Textauszug:

In einer in der heutigen Ausgabe von Science veröffentlichten Studie zeigt ein Team um den PROXIDRUGS-Sprecher Ivan Đikić, wie Zellen durch Ubiquitinierung und selektive Autophagie die schädlichen Auswirkungen des kryptischen Spleißens bekämpfen, sich vor der Anhäufung falsch gefalteter Proteine schützen und die Zellgesundheit erhalten.
Das Spleißen ist ein äußerst präziser und dynamisch regulierter Prozess, welcher durch einen großen Proteinkomplex, das Spleißosom, reguliert wird. Das Spleißosom besteht aus über 200 kleinen Proteinen. Wenn dieser Prozess gestört ist, kann es zu Krankheiten wie der Retinitis pigmentosa (RP) kommen, einer Augenerkrankung, die durch den Verlust von Sehzellen aufgrund von Mutationen in den Komponenten des Spleißosoms verursacht wird.

Zu erledigende Aufgaben:
- A) Kopieren Sie aus dem Text über das kryptische Spleißen wortgetreu die Passage, die mit „In einer in“ beginnt und sich bis einschließlich „die Zellgesundheit erhalten.“ erstreckt.
- B) Prüfen Sie anhand des Textes über das kryptische Spleißen, ob die folgenden Aussagen zutreffen. Antworten Sie jeweils mit Ja oder Nein, und zitieren Sie die ausschlaggebenden Worte des Textes wörtlich.
(i) Das Spleißosom setzt sich aus mehr als 200 kleinen Proteinen zusammen.
(ii) Die Studie des Teams um Ivan Đikić erschien in der Zeitschrift Nature.
(iii) Die Retinitis pigmentosa ist eine Erkrankung des Auges.
- C) Führen Sie den Text über das kryptische Spleißen im Anschluss an seinen letzten Satz fort.

Zeigedaten zu Referenzausdrücken
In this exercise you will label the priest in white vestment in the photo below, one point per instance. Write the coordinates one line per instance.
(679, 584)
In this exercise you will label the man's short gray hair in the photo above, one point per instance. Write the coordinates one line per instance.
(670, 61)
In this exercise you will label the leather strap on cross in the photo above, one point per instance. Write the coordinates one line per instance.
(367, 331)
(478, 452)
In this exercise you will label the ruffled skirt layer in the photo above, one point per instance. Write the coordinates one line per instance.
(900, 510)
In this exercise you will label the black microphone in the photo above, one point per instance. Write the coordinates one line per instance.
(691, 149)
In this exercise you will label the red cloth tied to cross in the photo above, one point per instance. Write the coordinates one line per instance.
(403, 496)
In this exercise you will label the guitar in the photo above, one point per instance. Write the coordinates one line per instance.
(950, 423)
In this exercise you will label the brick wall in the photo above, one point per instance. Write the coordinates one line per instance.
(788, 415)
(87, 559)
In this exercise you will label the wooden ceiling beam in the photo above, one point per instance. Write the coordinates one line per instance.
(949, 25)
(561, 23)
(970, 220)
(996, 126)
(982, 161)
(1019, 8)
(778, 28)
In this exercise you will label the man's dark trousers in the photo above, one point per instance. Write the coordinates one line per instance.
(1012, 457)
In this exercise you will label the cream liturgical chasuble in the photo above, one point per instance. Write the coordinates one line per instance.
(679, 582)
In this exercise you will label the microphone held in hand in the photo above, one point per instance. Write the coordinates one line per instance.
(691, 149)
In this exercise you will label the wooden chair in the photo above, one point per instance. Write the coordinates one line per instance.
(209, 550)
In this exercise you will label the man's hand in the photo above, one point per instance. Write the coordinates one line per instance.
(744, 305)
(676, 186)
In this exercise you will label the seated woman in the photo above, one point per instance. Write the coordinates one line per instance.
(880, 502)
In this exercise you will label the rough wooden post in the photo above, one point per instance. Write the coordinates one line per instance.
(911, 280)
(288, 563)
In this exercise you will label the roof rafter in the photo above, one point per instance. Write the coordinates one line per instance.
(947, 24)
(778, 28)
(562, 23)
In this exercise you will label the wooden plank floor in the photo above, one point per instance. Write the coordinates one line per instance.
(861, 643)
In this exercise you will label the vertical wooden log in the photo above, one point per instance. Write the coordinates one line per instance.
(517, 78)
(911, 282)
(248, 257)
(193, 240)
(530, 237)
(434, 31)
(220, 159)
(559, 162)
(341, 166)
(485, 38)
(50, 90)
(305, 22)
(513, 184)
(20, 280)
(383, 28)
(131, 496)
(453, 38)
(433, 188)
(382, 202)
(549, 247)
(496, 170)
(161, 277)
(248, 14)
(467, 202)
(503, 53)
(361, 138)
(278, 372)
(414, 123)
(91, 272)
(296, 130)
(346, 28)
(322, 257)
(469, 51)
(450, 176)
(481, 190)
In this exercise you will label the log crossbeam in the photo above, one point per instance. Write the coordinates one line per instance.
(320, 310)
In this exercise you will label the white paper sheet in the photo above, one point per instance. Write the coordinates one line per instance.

Erwartete Ergebnisse:
- A)
In einer in der heutigen Ausgabe von Science veröffentlichten Studie zeigt ein Team um den PROXIDRUGS-Sprecher Ivan Đikić, wie Zellen durch Ubiquitinierung und selektive Autophagie die schädlichen Auswirkungen des kryptischen Spleißens bekämpfen, sich vor der Anhäufung falsch gefalteter Proteine schützen und die Zellgesundheit erhalten.

- B)
(i) Ja: „Das Spleißosom besteht aus über 200 kleinen Proteinen.“
(ii) Nein: „In einer in der heutigen Ausgabe von Science veröffentlichten Studie“
(iii) Ja: „einer Augenerkrankung, die durch den Verlust von Sehzellen aufgrund von Mutationen in den Komponenten des Spleißosoms verursacht wird“

- C)
Das Team um Đikić entdeckte nun eine neue mechanistische Verbindung zwischen der Deubiquitinase USP39 und gestörtem RNA-Spleißen. Anhand von Zebrafischen und zellulären Modellen konnten sie aufzeigen, dass die Deletion von USP39 RP-ähnliche Phänotypen mit Netzhautdegeneration nachahmt. USP39 Mangel führte zur Aktivierung von kryptischen 5'-Spleißstellen, was zur Produktion von abweichenden Proteinisoformen führte, die zur Fehlfaltung und Aggregation neigen. Die fehlgefalteten Proteine und Proteinaggregate stören die zelluläre Proteostase und lösen zelluläre Stressreaktionen aus.
Das Team analysierte das Repertoire der Stressreaktionen nach USP39 Deletion und stellte fest, dass diese Zellen die Ubiquitinierung und ER-Phagie, eine spezielle Form der selektiven Autophagie, welche auf das endoplasmatische Retikulum (ER) abzielt, verstärkten. Auf diese Weise können fehlgefaltete Proteine entfernt und der ER-Stress gemildert werden. Wenn die proteotoxische Belastung nicht erfolgreich bewältigt werden kann, führt dies zu proteotoxischem Stress, einer Verlängerung des ER-Stresses und schließlich zum apoptotischen Zelltod.
„Um die dynamischen Veränderungen in den Komponenten des Spleißosoms aufzudecken, die normales Spleißen in defektes kryptisches Spleißen umwandeln können, mussten wir eine breites Spektrum multidisziplinärer Ansätze anwenden“, erklärt Cristian Prieto-Garcia, Postdoktorand und Erstautor der Studie.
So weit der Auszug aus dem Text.